## [Exercise text]
************

Senior Counsel Ahmednasir Abdullahi risks being punished in future if he does not stop attacking the Supreme Court.
In a ruling on Friday, judges of the top court warned that such attacks shall occasion contempt of court proceedings, “with the inevitable consequences”.
They added that appropriate sanctions for contempt in the face of the court will also be considered.
In the ruling read by Justice Jacton Ojwang’, the court said Mr Abdullahi was more than discourteous towards the court and demonstrated willful disrespect for the authority of the court.
They said the senior counsel conducted himself in a manner calculated to lower the dignity of the court. “This was the typical instance of a trespass well outside the bounds of legitimate advocacy,” Justice Ojwang’ said.
SURROGATES
While arguing for the release of two Iranians arrested with explosives in Mombasa in 2012, Mr Abdullahi accused the court of acting as surrogates of the state to legitimise the illegal and unlawful detention of the two.
The lawyer accused the court of exercising illegitimate political power without any lawful jurisdiction over the Iranians. He accused the judges of bias against the Iranians, lacking of impartiality and independence.
Mr Abdullahi said the court had previously based its decision on extraneous political factors and considerations that are underpinned by a nationalistic affinity between the court and the State.
“This court is a jurisprudential train wreck!!! It is incoherent. It is unpersuasive. It is unfaithful to the Constitution and is churning out constitutional interpretations that are at best, counterfeit,” he said.
According to the lawyer, the court acts on whims and is incapable of doing justice as they expected. He said the court sometimes “appears jurisprudentially like a headless chicken”.

************

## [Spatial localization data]
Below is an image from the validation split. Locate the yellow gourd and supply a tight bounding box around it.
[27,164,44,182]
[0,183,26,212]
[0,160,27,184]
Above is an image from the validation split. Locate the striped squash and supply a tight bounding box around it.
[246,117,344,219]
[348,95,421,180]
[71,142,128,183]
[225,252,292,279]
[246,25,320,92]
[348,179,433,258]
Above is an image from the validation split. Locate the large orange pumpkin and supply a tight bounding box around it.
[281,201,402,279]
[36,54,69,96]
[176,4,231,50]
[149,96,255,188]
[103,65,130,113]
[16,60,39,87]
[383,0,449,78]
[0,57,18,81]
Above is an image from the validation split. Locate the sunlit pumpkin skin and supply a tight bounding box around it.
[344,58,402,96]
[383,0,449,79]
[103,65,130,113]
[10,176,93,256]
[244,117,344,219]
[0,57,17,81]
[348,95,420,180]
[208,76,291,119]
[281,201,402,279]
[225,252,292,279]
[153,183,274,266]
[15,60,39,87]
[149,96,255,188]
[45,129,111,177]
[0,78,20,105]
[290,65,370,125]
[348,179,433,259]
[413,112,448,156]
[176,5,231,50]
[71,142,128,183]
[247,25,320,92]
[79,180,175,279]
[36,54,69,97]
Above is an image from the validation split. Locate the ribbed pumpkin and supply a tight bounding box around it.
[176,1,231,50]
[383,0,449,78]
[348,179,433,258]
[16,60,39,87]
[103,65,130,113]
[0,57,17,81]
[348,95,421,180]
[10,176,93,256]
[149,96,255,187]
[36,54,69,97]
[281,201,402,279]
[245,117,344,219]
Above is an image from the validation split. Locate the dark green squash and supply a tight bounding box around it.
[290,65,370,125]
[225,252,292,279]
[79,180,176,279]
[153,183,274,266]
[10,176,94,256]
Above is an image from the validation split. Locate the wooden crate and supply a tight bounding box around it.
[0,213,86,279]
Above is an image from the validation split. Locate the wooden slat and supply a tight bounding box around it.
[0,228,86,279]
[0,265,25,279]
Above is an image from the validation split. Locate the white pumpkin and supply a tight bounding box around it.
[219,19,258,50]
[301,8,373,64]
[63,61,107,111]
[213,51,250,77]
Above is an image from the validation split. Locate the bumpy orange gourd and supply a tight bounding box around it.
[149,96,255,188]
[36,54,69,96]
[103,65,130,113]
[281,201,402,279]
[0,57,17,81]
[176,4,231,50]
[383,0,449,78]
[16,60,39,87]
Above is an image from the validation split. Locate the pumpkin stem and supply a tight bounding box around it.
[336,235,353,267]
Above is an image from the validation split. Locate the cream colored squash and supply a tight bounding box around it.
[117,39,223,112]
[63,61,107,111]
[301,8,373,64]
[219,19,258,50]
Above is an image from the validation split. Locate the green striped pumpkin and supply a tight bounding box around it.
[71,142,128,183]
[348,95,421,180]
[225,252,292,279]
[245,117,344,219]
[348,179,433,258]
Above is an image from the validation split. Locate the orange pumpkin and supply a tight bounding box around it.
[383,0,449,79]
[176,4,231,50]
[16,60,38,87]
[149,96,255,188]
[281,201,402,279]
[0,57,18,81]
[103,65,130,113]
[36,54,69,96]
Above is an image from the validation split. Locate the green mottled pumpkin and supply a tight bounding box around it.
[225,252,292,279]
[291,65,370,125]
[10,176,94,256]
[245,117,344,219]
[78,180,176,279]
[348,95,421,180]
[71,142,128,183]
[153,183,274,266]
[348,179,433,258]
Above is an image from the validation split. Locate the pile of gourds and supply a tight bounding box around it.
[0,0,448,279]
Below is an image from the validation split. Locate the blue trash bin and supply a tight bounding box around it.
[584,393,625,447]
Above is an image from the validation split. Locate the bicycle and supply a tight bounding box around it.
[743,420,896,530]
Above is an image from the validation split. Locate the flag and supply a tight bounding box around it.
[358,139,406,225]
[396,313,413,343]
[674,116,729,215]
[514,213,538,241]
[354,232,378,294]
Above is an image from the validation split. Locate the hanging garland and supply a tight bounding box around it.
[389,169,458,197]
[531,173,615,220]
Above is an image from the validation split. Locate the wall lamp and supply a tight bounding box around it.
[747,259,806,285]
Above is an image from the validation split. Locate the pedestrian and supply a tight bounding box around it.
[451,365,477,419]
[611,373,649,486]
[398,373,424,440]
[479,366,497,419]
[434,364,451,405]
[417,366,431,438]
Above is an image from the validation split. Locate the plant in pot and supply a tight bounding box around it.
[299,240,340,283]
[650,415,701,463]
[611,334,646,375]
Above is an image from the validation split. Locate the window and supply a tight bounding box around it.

************

## [Questions on the material]
(1) According to the Supreme Court article, which justice read the ruling?
(2) Write the next part of the Supreme Court article, starting after its last sentence.
None of the tasks make use of the items.

## [List of answers]
(1) Justice Jacton Ojwang'.

(2)
APOLOGISE
“My Lords because you change so many times, you bend with every breeze when it comes to interpretation,” he said.
When asked by Justice Njoki Ndungu to apologise and withdraw the offending paragraphs, Mr Abdullahi said, “I have explained. I have no apologies. There is nothing contemptuous [in any] of those paragraphs.”
The court said the mode of address was deliberately chosen, and even though studiously insolent and impertinent, “condescending and offensive”.
They said such a mode of advocacy, as they perceived it, was not only careless, thoughtless and improper, but is imprudent, and clearly intended to cast aspersions at the court.
CREDIBILITY
They added that the remarks were meant to taint the credibility of the court as a core institution of the constitutional order.
The court allowed an appeal by Director of Public Prosecutions Noordin Haji and sent back Ahmad Abolfathi Mohammed and Sayed Mansour Mousavi to Kamiti, where they will complete their 15-year sentence.
The duo had been freed in January last year following a second appeal but the DPP appealed.